Data records below:
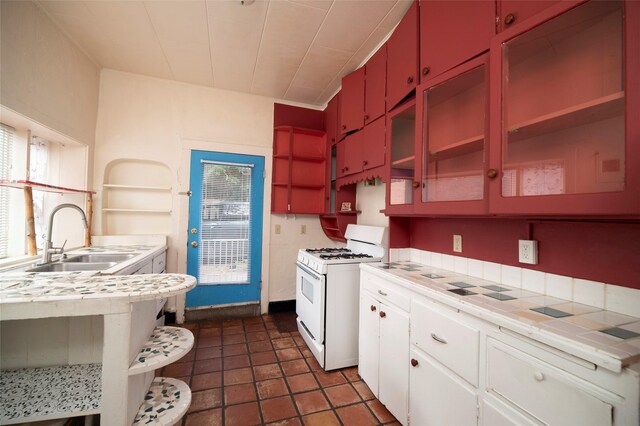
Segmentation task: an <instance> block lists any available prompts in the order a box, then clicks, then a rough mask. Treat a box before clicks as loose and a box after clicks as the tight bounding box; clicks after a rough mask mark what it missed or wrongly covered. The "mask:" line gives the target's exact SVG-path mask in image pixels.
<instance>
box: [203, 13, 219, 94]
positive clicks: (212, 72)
mask: <svg viewBox="0 0 640 426" xmlns="http://www.w3.org/2000/svg"><path fill="white" fill-rule="evenodd" d="M204 11H205V15H207V41H208V42H209V64H211V87H216V77H215V75H216V73H215V70H214V69H213V52H211V50H212V49H213V45H212V44H211V28H209V24H210V22H211V20H210V19H209V2H207V1H205V2H204Z"/></svg>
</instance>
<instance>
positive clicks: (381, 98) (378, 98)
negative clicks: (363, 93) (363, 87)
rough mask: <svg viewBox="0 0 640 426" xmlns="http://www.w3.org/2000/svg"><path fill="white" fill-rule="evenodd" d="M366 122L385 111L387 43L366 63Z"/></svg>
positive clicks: (384, 111)
mask: <svg viewBox="0 0 640 426" xmlns="http://www.w3.org/2000/svg"><path fill="white" fill-rule="evenodd" d="M364 87H365V93H364V123H365V125H366V124H369V123H371V122H373V121H375V120H376V119H377V118H378V117H381V116H382V115H384V112H385V96H386V94H387V93H386V92H387V45H386V44H384V45H382V47H381V48H380V49H378V51H377V52H376V53H375V54H374V55H373V56H372V57H371V59H369V61H368V62H367V63H366V65H365V85H364Z"/></svg>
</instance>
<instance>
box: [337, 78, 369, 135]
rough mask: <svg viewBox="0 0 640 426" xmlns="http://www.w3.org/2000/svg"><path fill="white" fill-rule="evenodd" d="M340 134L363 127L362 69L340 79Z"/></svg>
mask: <svg viewBox="0 0 640 426" xmlns="http://www.w3.org/2000/svg"><path fill="white" fill-rule="evenodd" d="M341 103H342V105H341V108H340V132H341V133H343V134H346V133H349V132H352V131H354V130H358V129H362V127H364V68H358V69H357V70H355V71H354V72H352V73H351V74H349V75H347V76H345V77H343V78H342V89H341Z"/></svg>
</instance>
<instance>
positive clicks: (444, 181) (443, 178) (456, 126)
mask: <svg viewBox="0 0 640 426" xmlns="http://www.w3.org/2000/svg"><path fill="white" fill-rule="evenodd" d="M485 68H486V67H485V66H484V65H483V66H479V67H477V68H474V69H472V70H470V71H467V72H465V73H462V74H460V75H458V76H457V77H454V78H452V79H449V80H447V81H446V82H444V83H441V84H438V85H436V86H433V87H430V88H428V89H427V90H426V91H425V93H424V100H423V101H424V123H425V128H424V148H423V152H424V153H425V155H424V159H423V161H424V163H423V168H422V170H423V176H422V201H424V202H430V201H462V200H481V199H482V198H483V196H484V175H483V167H484V139H485V127H486V119H485V111H486V98H485V96H486V80H485V72H486V69H485Z"/></svg>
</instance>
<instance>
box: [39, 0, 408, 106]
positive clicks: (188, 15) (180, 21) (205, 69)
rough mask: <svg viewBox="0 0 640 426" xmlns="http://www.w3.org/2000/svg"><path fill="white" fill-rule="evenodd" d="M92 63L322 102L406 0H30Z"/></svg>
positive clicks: (333, 90) (161, 77) (401, 17)
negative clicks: (48, 17)
mask: <svg viewBox="0 0 640 426" xmlns="http://www.w3.org/2000/svg"><path fill="white" fill-rule="evenodd" d="M37 3H38V4H39V5H40V6H41V7H42V8H43V9H44V11H45V12H46V13H47V14H48V15H49V16H50V17H51V18H52V19H53V21H54V22H55V23H56V24H57V25H58V26H59V27H60V28H61V29H62V30H63V31H64V32H65V33H66V34H67V35H68V36H69V37H70V38H71V39H72V40H73V41H74V42H75V43H76V44H77V45H78V46H79V47H80V48H81V49H82V50H83V51H84V52H85V53H86V54H87V55H89V56H90V57H91V58H92V59H93V60H94V61H95V62H96V64H97V65H99V66H100V67H103V68H111V69H116V70H121V71H127V72H132V73H137V74H144V75H148V76H152V77H159V78H164V79H169V80H176V81H182V82H186V83H193V84H199V85H203V86H211V87H217V88H220V89H227V90H234V91H239V92H245V93H253V94H256V95H263V96H270V97H274V98H278V99H284V100H289V101H295V102H301V103H305V104H310V105H317V106H322V105H324V104H326V102H327V101H328V100H329V99H330V97H331V96H332V95H333V94H334V93H335V92H336V90H337V89H338V87H339V86H340V82H341V78H342V77H343V76H344V75H346V74H348V73H349V72H351V71H353V70H354V69H356V68H357V67H358V66H359V65H360V64H361V63H362V62H363V61H364V60H365V59H366V58H367V57H368V56H369V55H370V54H371V53H372V52H373V50H374V49H375V48H376V47H377V46H378V45H379V44H380V43H381V42H382V41H383V40H384V39H385V38H386V37H387V35H388V34H389V33H390V32H391V30H392V29H393V28H394V27H395V26H396V25H397V23H398V22H399V21H400V19H401V18H402V16H404V14H405V12H406V11H407V9H408V8H409V6H410V5H411V0H245V1H244V5H243V4H242V3H241V0H207V1H205V0H152V1H138V0H131V1H113V0H111V1H95V0H93V1H92V0H84V1H78V0H37Z"/></svg>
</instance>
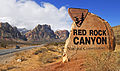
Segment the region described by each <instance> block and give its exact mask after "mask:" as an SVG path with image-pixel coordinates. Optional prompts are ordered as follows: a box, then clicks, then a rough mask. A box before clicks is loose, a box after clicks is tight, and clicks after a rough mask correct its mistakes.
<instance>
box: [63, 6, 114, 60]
mask: <svg viewBox="0 0 120 71" xmlns="http://www.w3.org/2000/svg"><path fill="white" fill-rule="evenodd" d="M68 13H69V15H70V16H71V18H72V20H73V23H72V26H71V32H70V35H69V37H68V39H67V40H66V43H65V48H64V53H63V62H65V61H68V58H71V57H72V56H73V55H74V53H73V51H75V53H77V52H76V50H91V49H94V50H96V49H98V50H99V49H104V50H106V49H107V50H112V51H113V50H114V49H115V37H114V32H113V30H112V28H111V26H110V25H109V23H108V22H107V21H105V20H104V19H102V18H100V17H98V16H97V15H95V14H93V13H90V12H88V10H87V9H78V8H69V9H68Z"/></svg>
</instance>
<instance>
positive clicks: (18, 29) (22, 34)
mask: <svg viewBox="0 0 120 71" xmlns="http://www.w3.org/2000/svg"><path fill="white" fill-rule="evenodd" d="M18 31H20V33H21V34H22V35H25V34H26V33H27V32H29V31H30V30H28V29H26V28H18Z"/></svg>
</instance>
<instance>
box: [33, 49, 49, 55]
mask: <svg viewBox="0 0 120 71" xmlns="http://www.w3.org/2000/svg"><path fill="white" fill-rule="evenodd" d="M47 51H48V50H47V49H46V48H40V49H38V50H37V51H35V52H34V54H35V55H37V54H39V53H44V52H47Z"/></svg>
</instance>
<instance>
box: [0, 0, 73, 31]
mask: <svg viewBox="0 0 120 71" xmlns="http://www.w3.org/2000/svg"><path fill="white" fill-rule="evenodd" d="M0 22H9V23H10V24H11V25H12V26H17V27H18V28H24V27H25V28H27V29H33V28H34V27H35V26H37V25H38V24H49V25H51V26H52V29H54V30H57V29H68V30H69V29H70V26H71V19H70V17H69V15H68V13H67V9H66V8H65V7H64V6H63V7H61V8H60V9H58V8H56V7H55V6H54V5H52V4H50V3H41V6H40V5H38V4H37V3H36V2H34V1H32V0H18V1H16V0H0Z"/></svg>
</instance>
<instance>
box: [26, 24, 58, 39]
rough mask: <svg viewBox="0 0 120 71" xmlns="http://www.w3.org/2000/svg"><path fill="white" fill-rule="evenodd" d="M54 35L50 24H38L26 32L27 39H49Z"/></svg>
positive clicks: (54, 35) (52, 36)
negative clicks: (36, 25) (34, 27)
mask: <svg viewBox="0 0 120 71" xmlns="http://www.w3.org/2000/svg"><path fill="white" fill-rule="evenodd" d="M55 36H56V35H55V34H54V31H53V30H52V29H51V26H50V25H38V26H36V27H35V28H34V29H33V30H32V31H29V32H28V33H26V37H27V40H28V41H51V40H54V39H55Z"/></svg>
End of Data records.
Task description: How many lines of the listing above contain the string "before"? Reply with the number alone.

Task result: 2